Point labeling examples
+++++

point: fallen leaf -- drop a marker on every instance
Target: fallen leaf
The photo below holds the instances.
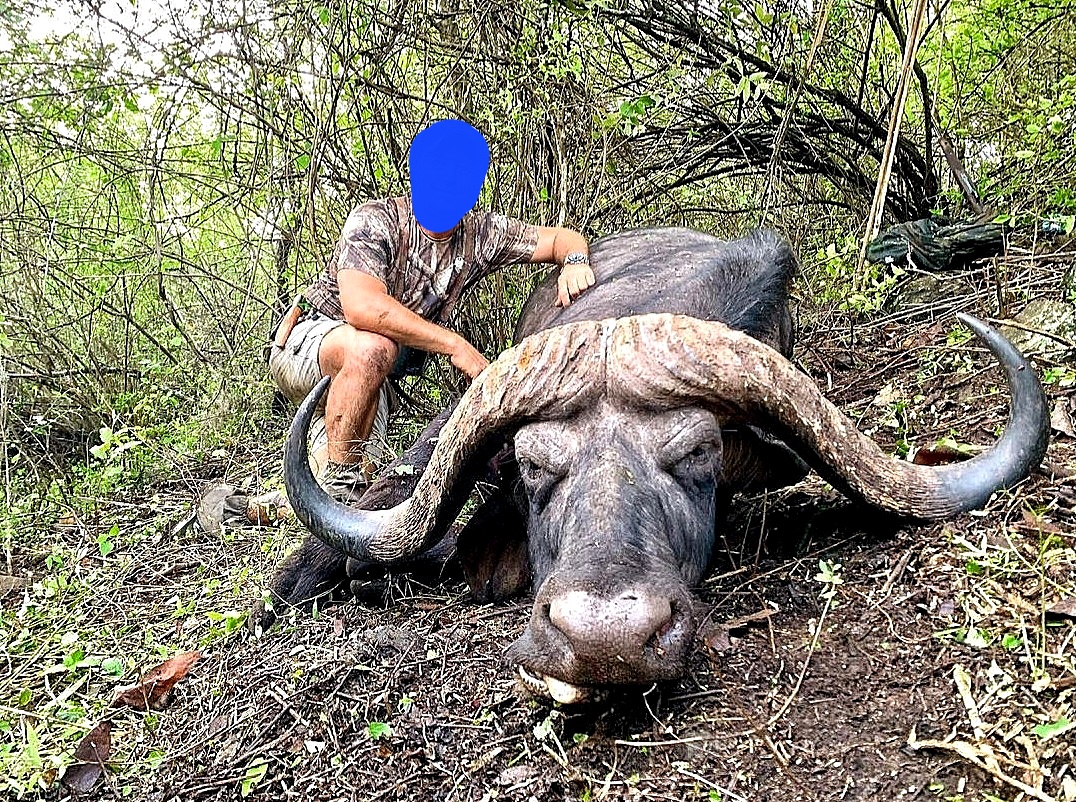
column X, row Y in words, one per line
column 1037, row 523
column 718, row 639
column 12, row 585
column 1063, row 610
column 1061, row 420
column 268, row 508
column 150, row 692
column 944, row 452
column 91, row 754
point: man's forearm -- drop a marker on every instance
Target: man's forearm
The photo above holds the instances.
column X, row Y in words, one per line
column 568, row 241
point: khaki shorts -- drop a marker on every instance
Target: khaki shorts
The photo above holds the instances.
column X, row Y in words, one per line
column 296, row 370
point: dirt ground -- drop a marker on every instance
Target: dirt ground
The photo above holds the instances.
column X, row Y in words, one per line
column 931, row 671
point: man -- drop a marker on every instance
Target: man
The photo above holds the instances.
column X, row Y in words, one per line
column 399, row 267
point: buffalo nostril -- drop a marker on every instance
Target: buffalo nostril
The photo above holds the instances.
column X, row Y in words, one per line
column 621, row 627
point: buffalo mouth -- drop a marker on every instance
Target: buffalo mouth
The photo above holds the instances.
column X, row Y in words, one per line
column 557, row 690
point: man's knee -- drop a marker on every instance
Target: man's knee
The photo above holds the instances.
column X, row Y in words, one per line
column 350, row 349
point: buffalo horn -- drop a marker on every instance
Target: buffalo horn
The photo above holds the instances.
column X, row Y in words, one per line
column 684, row 360
column 547, row 378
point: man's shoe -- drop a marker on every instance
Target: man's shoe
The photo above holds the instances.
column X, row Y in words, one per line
column 344, row 481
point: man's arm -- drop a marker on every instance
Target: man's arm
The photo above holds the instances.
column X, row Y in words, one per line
column 368, row 306
column 554, row 244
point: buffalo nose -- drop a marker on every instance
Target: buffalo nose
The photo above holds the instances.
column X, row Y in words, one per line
column 626, row 628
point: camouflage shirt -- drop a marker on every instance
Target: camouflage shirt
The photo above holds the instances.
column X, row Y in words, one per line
column 436, row 273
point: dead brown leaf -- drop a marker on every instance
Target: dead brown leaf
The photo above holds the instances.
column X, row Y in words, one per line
column 1061, row 419
column 91, row 754
column 1037, row 523
column 1063, row 610
column 150, row 693
column 940, row 453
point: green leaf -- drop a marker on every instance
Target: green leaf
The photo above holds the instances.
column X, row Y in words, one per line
column 378, row 730
column 255, row 772
column 1011, row 642
column 1048, row 731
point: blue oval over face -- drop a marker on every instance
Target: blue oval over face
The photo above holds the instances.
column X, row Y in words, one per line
column 448, row 160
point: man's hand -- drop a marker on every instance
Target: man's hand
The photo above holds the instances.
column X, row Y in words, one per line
column 574, row 279
column 468, row 359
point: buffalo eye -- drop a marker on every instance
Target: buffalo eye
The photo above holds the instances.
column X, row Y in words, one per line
column 539, row 479
column 701, row 461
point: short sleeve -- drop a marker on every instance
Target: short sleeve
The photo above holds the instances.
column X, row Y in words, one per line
column 503, row 241
column 368, row 242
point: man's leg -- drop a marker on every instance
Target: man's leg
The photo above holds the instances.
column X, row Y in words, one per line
column 359, row 363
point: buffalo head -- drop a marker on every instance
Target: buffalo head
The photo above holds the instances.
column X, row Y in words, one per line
column 624, row 434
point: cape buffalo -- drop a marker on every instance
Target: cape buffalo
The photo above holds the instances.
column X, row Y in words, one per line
column 635, row 413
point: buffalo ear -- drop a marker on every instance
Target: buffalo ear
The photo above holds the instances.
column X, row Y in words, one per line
column 493, row 550
column 755, row 461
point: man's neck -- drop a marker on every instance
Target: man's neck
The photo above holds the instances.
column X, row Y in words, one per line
column 442, row 237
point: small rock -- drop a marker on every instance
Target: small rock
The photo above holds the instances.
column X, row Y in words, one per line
column 929, row 289
column 1048, row 317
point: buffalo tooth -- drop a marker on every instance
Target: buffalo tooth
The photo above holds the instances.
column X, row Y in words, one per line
column 563, row 692
column 535, row 685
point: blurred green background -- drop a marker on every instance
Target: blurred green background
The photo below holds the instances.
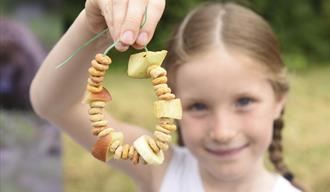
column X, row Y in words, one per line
column 303, row 29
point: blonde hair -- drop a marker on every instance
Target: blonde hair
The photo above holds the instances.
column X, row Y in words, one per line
column 233, row 26
column 240, row 29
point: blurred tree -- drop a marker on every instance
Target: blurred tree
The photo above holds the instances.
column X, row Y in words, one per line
column 302, row 26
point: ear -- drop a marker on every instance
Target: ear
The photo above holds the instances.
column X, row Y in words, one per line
column 280, row 102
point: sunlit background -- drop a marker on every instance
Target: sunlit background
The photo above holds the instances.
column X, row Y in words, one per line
column 36, row 157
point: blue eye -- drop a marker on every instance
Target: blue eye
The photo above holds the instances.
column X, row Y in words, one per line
column 198, row 107
column 243, row 102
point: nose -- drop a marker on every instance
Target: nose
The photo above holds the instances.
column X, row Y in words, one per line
column 224, row 127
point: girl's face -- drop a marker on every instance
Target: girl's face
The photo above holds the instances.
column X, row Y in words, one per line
column 228, row 112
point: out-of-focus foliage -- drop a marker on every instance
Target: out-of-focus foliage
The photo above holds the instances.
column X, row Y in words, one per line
column 302, row 26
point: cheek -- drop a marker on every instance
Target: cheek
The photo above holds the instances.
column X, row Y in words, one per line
column 260, row 129
column 192, row 130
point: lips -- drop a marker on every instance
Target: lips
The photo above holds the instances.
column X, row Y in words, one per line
column 224, row 152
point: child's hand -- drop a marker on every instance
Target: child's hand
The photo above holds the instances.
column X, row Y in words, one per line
column 123, row 18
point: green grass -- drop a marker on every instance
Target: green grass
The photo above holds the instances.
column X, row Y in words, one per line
column 306, row 135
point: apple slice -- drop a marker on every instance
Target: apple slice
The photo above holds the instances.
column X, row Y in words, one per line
column 101, row 150
column 168, row 108
column 104, row 95
column 142, row 147
column 139, row 63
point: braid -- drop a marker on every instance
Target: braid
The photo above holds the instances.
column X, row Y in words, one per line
column 276, row 153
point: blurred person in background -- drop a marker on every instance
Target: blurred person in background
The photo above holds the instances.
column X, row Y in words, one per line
column 30, row 151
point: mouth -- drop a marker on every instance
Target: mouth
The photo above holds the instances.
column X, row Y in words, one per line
column 227, row 152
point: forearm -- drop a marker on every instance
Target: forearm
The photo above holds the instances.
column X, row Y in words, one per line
column 54, row 90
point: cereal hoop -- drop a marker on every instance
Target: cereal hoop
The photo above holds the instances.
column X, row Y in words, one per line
column 147, row 149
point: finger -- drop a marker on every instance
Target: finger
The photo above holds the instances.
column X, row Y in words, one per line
column 95, row 19
column 106, row 8
column 131, row 25
column 121, row 47
column 154, row 12
column 119, row 10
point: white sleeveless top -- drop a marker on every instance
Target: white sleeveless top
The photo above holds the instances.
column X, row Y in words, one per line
column 182, row 175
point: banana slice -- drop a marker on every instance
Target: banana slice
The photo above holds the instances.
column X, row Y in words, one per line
column 142, row 147
column 101, row 149
column 116, row 136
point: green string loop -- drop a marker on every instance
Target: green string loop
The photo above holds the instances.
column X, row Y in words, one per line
column 99, row 34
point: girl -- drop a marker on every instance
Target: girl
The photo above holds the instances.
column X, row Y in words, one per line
column 223, row 64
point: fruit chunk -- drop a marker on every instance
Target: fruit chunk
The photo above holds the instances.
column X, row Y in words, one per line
column 100, row 149
column 142, row 147
column 104, row 95
column 169, row 108
column 139, row 63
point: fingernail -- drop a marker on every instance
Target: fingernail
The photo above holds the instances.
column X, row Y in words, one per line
column 127, row 37
column 120, row 47
column 142, row 39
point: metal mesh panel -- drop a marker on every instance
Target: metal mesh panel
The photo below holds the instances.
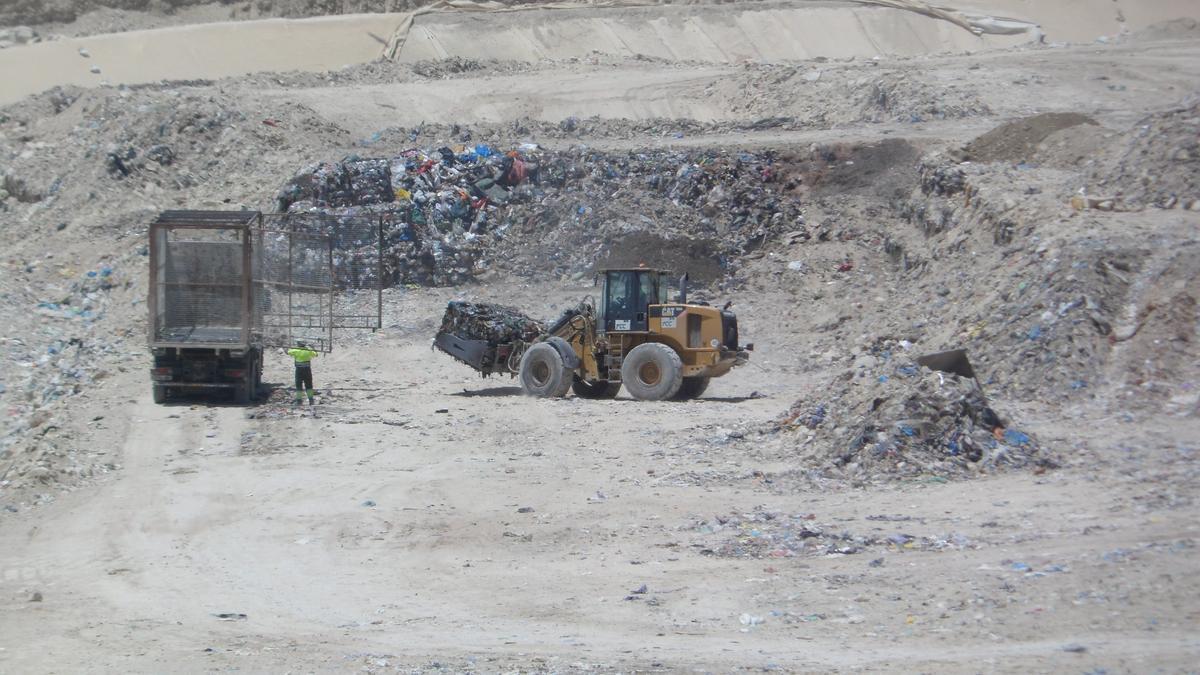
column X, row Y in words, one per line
column 358, row 273
column 293, row 286
column 199, row 285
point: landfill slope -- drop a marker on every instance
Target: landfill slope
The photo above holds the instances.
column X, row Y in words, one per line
column 829, row 506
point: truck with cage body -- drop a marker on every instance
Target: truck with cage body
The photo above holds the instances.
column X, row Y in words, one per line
column 227, row 285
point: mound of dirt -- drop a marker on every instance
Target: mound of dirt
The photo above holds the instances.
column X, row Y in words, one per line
column 1185, row 28
column 904, row 420
column 1018, row 141
column 904, row 97
column 1158, row 162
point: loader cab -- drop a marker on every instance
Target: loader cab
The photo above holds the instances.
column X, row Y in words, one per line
column 627, row 296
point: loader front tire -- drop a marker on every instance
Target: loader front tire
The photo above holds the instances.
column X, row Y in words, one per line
column 598, row 389
column 652, row 372
column 543, row 372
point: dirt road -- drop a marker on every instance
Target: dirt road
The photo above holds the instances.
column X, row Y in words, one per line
column 424, row 517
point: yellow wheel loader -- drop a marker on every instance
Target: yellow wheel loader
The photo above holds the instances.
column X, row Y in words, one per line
column 634, row 336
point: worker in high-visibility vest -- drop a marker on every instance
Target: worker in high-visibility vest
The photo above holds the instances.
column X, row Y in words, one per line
column 303, row 357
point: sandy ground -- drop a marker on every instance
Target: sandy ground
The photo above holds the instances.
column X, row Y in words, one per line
column 423, row 518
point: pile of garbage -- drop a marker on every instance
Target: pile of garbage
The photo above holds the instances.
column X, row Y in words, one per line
column 485, row 321
column 1159, row 162
column 459, row 210
column 899, row 419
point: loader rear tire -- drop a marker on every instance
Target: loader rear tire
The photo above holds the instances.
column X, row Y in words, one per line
column 543, row 372
column 652, row 372
column 691, row 388
column 598, row 389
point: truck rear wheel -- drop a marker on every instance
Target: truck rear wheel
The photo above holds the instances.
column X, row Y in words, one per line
column 652, row 372
column 691, row 387
column 598, row 389
column 543, row 372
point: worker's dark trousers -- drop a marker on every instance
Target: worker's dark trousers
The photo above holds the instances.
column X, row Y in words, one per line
column 304, row 378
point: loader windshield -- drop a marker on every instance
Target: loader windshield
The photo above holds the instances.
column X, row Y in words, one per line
column 628, row 296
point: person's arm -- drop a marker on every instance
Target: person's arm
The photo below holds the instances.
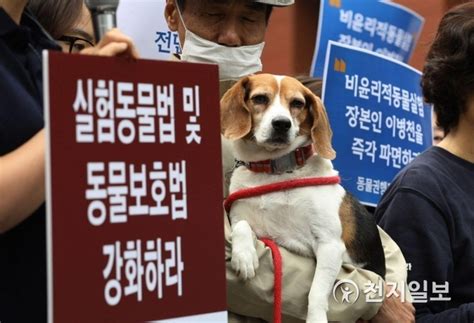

+++++

• REQUIRED TASK
How many lines of the listing contain the string "tooth", matching case exactly? Reply with the number alone.

• COMPLETE ANSWER
2